* TASK STATEMENT: Once every line in the data below has been checked for "backpack", give the number of lines that hold it, and only that.
+++ RECORDED DATA +++
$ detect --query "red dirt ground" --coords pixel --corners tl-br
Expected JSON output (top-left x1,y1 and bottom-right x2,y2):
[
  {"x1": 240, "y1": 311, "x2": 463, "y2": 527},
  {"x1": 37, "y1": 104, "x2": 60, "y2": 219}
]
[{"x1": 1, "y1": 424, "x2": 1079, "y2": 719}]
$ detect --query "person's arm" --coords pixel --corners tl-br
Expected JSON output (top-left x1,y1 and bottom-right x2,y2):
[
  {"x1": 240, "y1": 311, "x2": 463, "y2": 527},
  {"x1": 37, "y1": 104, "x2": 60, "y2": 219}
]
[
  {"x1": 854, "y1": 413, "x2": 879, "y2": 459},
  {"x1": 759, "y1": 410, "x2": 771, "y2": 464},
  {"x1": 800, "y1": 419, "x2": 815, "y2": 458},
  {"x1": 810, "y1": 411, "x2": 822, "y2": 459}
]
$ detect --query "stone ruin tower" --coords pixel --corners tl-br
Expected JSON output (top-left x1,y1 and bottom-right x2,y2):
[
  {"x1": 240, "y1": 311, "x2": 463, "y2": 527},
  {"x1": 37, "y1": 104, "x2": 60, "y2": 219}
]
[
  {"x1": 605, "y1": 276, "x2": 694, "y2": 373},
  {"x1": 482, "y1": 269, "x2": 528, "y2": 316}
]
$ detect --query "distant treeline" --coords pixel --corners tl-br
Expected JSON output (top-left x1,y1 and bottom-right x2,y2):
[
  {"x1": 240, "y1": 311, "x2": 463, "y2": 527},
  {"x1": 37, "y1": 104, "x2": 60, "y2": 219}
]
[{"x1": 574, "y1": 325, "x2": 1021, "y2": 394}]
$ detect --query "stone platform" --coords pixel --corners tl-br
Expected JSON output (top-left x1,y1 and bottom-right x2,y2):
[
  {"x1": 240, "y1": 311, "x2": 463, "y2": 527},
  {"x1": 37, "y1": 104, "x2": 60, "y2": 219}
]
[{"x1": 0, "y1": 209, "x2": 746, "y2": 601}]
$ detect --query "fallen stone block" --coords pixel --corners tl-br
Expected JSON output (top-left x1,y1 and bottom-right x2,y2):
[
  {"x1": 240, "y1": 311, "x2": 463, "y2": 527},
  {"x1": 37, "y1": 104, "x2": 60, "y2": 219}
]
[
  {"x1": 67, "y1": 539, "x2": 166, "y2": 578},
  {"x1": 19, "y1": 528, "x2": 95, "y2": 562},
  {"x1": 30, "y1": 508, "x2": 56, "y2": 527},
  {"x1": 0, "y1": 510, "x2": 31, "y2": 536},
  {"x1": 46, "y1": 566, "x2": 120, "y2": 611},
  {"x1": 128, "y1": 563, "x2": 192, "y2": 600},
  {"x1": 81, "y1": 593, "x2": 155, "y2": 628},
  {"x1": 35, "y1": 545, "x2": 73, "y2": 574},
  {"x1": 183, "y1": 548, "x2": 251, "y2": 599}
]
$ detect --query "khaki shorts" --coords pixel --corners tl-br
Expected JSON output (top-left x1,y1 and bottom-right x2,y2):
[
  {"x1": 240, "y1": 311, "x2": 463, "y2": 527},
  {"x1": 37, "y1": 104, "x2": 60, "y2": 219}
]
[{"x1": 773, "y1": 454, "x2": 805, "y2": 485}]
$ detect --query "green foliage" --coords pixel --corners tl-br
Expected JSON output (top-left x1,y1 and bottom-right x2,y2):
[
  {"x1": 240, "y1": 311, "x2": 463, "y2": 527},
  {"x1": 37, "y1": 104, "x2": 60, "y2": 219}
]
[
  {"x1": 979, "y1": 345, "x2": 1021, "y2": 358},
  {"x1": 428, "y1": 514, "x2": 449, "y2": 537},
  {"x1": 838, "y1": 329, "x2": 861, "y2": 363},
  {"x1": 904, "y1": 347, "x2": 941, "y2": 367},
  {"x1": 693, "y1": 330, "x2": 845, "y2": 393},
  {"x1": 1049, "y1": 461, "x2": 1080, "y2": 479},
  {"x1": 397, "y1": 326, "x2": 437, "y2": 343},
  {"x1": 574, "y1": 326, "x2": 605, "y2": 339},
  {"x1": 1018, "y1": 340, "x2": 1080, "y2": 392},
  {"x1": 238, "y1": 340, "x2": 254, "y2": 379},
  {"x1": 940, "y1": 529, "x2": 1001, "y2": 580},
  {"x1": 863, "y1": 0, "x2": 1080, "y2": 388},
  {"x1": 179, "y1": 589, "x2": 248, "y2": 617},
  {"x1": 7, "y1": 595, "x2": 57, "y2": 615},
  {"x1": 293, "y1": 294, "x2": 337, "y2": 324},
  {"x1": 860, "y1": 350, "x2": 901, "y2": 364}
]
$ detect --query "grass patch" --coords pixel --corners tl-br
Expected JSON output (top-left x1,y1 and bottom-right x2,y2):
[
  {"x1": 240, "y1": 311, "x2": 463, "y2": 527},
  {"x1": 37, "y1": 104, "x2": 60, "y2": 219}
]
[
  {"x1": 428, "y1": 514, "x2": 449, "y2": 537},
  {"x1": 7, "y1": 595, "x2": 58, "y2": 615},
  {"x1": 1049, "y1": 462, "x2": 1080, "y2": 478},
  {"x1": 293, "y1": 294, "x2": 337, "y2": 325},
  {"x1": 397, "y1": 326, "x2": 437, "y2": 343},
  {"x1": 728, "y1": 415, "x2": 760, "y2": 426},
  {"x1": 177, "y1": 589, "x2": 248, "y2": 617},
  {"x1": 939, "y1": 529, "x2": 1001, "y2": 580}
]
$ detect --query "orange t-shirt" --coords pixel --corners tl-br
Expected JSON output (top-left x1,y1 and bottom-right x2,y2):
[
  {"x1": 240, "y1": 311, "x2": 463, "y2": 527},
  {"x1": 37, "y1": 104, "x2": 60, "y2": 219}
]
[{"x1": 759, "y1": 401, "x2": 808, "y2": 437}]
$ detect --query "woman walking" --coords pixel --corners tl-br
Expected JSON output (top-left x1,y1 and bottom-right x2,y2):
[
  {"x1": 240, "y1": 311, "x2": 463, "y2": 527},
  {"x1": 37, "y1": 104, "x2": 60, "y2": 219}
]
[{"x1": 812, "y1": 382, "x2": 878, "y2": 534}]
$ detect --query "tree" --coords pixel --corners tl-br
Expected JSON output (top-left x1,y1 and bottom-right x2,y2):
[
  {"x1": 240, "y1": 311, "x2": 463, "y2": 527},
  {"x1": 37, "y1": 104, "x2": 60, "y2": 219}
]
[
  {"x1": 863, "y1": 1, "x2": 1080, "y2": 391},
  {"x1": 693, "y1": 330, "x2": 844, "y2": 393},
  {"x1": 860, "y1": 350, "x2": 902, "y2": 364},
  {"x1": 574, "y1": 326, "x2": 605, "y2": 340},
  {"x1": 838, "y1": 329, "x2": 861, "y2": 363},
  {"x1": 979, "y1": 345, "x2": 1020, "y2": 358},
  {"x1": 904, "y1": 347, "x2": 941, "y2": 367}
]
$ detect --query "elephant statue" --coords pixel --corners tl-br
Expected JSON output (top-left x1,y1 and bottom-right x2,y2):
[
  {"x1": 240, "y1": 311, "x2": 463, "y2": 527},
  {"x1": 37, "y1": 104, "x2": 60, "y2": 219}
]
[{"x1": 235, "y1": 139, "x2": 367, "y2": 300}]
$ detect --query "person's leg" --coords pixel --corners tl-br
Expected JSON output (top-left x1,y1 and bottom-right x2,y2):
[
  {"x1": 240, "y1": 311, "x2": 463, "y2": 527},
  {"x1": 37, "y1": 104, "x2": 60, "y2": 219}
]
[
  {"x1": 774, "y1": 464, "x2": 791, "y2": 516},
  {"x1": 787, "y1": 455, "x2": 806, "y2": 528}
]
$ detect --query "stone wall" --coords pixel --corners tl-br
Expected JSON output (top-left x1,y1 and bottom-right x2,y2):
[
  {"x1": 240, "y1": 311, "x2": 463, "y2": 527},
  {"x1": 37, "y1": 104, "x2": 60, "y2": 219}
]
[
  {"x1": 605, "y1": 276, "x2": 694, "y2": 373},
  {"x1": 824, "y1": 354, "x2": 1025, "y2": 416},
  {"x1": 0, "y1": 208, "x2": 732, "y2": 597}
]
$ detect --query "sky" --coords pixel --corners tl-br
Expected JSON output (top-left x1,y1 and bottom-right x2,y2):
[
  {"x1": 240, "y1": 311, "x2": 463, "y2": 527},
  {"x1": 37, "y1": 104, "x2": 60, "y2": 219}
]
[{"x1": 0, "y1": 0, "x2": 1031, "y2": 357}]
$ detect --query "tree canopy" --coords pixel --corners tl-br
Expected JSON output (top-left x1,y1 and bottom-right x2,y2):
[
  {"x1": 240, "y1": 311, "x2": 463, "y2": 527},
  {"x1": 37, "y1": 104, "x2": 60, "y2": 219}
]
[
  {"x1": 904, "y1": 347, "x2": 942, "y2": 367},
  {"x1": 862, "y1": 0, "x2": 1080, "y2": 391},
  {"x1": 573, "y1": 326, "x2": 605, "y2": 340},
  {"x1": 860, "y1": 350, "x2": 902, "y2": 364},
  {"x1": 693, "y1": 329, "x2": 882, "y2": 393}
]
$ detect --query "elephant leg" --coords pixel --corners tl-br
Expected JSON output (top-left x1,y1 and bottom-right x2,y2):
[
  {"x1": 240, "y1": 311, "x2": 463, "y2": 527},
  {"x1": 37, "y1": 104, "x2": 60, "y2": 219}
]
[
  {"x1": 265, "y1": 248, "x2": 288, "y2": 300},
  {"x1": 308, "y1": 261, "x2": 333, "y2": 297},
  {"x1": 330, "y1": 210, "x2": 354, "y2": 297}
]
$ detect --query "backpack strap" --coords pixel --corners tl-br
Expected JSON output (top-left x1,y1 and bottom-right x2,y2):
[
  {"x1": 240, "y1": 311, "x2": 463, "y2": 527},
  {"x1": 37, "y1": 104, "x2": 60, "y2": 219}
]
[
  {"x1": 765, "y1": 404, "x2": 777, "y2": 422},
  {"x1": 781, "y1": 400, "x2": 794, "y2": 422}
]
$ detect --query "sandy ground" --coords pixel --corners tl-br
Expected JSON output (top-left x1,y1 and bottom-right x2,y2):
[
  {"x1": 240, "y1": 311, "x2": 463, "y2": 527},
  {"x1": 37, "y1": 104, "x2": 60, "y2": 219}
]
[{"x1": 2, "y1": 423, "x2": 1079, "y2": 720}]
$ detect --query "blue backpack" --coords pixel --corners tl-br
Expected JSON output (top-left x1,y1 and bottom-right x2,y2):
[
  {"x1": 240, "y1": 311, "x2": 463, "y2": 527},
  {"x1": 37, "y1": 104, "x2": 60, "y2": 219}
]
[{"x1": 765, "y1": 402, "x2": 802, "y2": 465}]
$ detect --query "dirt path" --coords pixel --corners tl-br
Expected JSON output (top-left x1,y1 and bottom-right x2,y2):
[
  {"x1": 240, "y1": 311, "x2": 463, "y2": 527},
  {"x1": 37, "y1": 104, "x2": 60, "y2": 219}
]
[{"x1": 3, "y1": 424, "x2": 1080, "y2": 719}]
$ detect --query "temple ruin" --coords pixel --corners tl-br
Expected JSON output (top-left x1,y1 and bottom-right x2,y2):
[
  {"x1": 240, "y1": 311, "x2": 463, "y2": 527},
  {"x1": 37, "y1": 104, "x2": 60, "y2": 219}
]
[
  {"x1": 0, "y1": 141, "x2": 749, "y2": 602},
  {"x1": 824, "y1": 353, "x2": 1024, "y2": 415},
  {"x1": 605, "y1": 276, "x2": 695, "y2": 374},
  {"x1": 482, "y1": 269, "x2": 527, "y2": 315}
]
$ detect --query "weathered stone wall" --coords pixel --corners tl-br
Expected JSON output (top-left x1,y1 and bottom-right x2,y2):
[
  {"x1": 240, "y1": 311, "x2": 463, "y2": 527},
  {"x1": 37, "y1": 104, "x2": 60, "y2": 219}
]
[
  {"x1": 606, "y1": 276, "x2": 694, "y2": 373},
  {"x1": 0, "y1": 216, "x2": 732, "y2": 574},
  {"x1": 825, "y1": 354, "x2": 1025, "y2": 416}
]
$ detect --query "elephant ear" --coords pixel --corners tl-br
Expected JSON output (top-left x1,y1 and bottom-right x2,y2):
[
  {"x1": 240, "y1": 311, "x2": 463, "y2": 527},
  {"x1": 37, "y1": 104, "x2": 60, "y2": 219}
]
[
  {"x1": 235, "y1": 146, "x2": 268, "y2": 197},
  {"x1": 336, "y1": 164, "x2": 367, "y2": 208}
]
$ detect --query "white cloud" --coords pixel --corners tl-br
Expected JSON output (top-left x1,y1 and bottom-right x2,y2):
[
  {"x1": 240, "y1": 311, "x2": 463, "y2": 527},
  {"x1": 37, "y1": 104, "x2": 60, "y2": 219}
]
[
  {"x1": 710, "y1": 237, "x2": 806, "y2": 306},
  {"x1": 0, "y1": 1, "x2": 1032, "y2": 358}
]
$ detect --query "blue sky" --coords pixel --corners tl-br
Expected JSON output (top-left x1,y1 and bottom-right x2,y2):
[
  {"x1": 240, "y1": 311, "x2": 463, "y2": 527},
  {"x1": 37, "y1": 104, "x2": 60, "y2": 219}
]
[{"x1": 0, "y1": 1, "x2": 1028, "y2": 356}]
+++
* YOUR SOLUTION: 2